*WHAT IS BEING ASKED*. In the article on when to sell stocks, by how much is the All-Share Index (NASI) up year-to-date?

*SUPPLIED PASSAGE*.
============================================================
When is right selling time?

There are several factors to consider before jumping from a well-performing stock. FILE PHOTO | NMG

What you need to know:

  • Ignoring the market’s ups and downs entirely and remaining patient for a period lasting more than five years should reward you immensely.

If the present market was a house, they’ll be a sign on the door reading: please don’t disturb this groove.

This is for the stock market, which is clearly having one of its strongest showing in four years. The All-Share Index (NASI) is up 9.2 per cent year-to-date compared to 2.1 per cent booked in the same period last year.

Certainly better than 2.73 per cent in 2016, 5.55 per cent in 2015 and 4.33 per cent in 2014 bagged in the same time. Since the start of 2016, shares are up some 47 per cent.

That means that if you’ve been in the market throughout this time, you are likely to be perching on a mountain of profits.

But here’s the question: should you stay where you are and hope for further gains, or is it time to declare victory and move your money to a safer ground? That’s an eternal question but the answer depends on several factors.
============================================================
*DATA SUPPLIED*.
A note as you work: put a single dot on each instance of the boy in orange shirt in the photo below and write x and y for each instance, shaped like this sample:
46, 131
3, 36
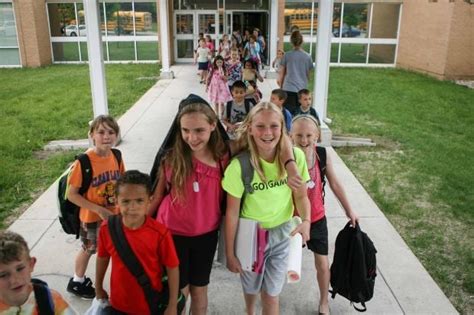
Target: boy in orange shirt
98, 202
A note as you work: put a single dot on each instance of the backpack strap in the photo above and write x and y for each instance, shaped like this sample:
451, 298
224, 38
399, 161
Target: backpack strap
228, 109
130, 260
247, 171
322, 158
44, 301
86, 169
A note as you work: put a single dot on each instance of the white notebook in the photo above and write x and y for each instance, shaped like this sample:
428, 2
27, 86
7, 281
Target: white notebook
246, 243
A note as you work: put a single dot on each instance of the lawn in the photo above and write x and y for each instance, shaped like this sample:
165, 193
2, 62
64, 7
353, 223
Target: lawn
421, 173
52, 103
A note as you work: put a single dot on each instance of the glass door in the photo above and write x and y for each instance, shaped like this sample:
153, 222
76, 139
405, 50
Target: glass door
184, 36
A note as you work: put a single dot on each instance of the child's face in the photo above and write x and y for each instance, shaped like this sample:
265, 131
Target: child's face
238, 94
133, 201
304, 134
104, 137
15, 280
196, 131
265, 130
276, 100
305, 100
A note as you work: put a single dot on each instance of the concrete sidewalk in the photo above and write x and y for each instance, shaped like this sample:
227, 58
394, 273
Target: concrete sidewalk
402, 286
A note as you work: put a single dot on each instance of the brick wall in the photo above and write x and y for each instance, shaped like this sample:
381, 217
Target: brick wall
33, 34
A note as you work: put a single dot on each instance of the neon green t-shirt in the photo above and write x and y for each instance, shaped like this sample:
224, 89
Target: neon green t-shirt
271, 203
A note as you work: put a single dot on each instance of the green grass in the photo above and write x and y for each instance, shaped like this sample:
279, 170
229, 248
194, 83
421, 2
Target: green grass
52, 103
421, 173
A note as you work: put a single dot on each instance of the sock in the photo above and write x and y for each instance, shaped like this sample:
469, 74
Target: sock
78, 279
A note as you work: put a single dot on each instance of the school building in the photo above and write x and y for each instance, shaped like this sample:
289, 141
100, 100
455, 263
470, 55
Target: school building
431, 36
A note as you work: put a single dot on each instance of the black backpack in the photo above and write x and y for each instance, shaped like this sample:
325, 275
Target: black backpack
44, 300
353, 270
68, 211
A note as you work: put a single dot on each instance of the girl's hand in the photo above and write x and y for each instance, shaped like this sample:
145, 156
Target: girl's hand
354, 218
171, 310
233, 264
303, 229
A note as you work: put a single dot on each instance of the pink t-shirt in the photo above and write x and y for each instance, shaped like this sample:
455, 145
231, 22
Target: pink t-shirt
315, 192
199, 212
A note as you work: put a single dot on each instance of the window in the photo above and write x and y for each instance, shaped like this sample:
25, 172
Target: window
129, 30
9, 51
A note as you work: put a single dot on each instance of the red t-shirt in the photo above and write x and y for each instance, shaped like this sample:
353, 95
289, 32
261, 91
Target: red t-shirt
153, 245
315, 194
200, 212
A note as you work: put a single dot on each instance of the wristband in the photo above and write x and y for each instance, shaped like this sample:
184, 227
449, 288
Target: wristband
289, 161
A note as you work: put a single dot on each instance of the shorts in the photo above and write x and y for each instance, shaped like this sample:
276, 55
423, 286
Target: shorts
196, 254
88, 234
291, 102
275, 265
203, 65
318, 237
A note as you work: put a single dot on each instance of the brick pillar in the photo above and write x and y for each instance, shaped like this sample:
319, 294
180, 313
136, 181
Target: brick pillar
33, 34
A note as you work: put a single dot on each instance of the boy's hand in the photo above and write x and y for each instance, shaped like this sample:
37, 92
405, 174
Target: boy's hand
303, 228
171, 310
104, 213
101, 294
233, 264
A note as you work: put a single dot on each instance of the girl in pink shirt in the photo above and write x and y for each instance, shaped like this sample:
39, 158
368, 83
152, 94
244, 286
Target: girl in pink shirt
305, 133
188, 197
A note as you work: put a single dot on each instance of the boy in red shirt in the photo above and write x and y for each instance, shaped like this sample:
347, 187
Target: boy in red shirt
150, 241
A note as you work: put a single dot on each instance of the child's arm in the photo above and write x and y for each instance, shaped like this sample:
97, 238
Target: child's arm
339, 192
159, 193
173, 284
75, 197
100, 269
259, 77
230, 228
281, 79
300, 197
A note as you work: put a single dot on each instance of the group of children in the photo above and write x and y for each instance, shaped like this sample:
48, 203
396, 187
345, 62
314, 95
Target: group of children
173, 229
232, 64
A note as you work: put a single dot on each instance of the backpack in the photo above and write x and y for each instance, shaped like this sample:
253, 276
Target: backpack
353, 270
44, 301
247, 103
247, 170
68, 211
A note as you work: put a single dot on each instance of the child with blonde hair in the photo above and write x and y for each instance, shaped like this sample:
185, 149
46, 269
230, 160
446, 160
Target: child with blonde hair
============================================================
*TASK OUTPUT*. 9.2 percent